**Supplied passage**
Single by Celine Dion and R. Kelly

from the album These Are Special Times and R.
- B-side: "S'il suffisait d'aimer"
- Released: 13 October 1998
- Recorded: 1998
- Studio: Battery Studios; Morin-Heights; Cove City Sound; Dream Factory; Right Track;
- Genre: R&B; pop; soul; gospel;
- Length: 5:31
- Label: Columbia; Epic; Jive;
- Songwriter: R. Kelly
- Producer: R. Kelly

Celine Dion singles chronology
| "Zora sourit" (1998) | "I'm Your Angel" (1998) | "S'il suffisait d'aimer" (1998) |

R. Kelly singles chronology
| "Half on a Baby" (1998) | "I'm Your Angel" (1998) | "Home Alone" (1998) |

Audio
- "I'm Your Angel" on YouTube

= I'm Your Angel =

"I'm Your Angel" is a duet recorded by Celine Dion and R. Kelly for Dion's These Are Special Times and Kelly's R. albums. Written and produced by Kelly, it was released on 13 October 1998 as a single to promote both projects. The song became a major commercial success, reaching number one on the Billboard Hot 100 in the United States and earning a platinum certification from the Recording Industry Association of America (RIAA). Internationally, it also performed well, reaching the top five in the United Kingdom and Ireland. The song was later included on Dion's greatest hits albums All the Way... A Decade of Song (1999) and My Love: Essential Collection (2008), and on Kelly's compilation album The R. in R&B Collection, Vol. 1 (2003).

**Given records**
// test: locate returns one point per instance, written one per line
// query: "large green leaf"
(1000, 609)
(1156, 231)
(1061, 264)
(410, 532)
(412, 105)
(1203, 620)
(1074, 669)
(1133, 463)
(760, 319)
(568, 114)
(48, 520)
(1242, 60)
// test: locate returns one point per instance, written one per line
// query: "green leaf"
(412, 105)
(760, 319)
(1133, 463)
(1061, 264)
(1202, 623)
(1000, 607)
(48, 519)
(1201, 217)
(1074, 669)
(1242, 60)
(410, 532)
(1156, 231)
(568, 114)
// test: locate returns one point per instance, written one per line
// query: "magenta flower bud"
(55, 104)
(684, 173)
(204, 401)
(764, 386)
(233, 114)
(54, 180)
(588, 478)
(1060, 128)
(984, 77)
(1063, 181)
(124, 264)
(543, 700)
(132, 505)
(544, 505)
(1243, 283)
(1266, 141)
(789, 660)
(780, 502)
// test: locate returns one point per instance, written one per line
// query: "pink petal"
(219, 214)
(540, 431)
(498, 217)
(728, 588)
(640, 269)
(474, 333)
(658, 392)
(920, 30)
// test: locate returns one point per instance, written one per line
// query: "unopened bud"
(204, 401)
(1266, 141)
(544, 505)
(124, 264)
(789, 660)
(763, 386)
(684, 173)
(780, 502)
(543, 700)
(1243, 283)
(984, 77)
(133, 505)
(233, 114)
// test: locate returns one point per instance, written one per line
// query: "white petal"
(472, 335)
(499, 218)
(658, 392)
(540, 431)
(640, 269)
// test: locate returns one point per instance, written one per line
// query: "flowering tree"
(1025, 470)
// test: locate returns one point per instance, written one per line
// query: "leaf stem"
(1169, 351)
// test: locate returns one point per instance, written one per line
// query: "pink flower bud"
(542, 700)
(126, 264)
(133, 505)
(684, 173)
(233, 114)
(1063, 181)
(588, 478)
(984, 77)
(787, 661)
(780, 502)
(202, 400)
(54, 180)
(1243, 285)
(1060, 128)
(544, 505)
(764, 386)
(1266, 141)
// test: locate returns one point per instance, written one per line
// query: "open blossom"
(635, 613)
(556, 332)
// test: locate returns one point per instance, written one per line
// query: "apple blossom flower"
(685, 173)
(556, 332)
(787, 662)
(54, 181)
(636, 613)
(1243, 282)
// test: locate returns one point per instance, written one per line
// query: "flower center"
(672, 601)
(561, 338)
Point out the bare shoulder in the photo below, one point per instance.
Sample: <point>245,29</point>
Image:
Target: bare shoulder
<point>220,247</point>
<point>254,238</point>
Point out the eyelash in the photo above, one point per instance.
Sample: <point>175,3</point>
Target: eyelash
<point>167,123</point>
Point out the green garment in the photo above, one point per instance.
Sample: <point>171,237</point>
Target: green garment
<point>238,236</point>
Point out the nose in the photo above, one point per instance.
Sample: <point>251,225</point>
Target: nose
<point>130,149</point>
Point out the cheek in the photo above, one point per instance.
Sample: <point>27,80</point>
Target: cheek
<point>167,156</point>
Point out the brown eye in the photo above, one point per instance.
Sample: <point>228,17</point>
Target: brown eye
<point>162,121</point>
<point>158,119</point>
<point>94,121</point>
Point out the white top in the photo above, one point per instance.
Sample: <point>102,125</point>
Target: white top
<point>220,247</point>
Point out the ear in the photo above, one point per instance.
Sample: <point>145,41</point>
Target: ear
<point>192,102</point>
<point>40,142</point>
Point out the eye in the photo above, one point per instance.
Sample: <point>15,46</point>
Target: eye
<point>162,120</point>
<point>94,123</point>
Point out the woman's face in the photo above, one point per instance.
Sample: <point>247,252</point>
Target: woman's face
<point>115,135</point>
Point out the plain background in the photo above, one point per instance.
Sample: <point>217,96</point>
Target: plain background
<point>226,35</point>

**Task list**
1 > Rewrite the "I'm Your Angel" article from "R. Kelly singles" to "Vol. 1 (2003).", swapping "platinum" for "gold".
2 > Convert the rows from the line with "Point out the nose" to the line with "<point>94,121</point>" into a two-column CSV with the columns request and answer. Make one row per request, put each value in a single quoted field, and turn line breaks into spaces.

**Answers to the exercises**
1 >
R. Kelly singles chronology
| "Half on a Baby" (1998) | "I'm Your Angel" (1998) | "Home Alone" (1998) |

Audio
- "I'm Your Angel" on YouTube

= I'm Your Angel =

"I'm Your Angel" is a duet recorded by Celine Dion and R. Kelly for Dion's These Are Special Times and Kelly's R. albums. Written and produced by Kelly, it was released on 13 October 1998 as a single to promote both projects. The song became a major commercial success, reaching number one on the Billboard Hot 100 in the United States and earning a gold certification from the Recording Industry Association of America (RIAA). Internationally, it also performed well, reaching the top five in the United Kingdom and Ireland. The song was later included on Dion's greatest hits albums All the Way... A Decade of Song (1999) and My Love: Essential Collection (2008), and on Kelly's compilation album The R. in R&B Collection, Vol. 1 (2003).

2 >
request,answer
"Point out the nose in the photo above, one point per instance. Sample: <point>251,225</point> Target: nose","<point>130,149</point>"
"Point out the cheek in the photo above, one point per instance. Sample: <point>27,80</point> Target: cheek","<point>167,156</point>"
"Point out the brown eye in the photo above, one point per instance. Sample: <point>228,17</point> Target: brown eye","<point>162,121</point> <point>158,119</point> <point>94,121</point>"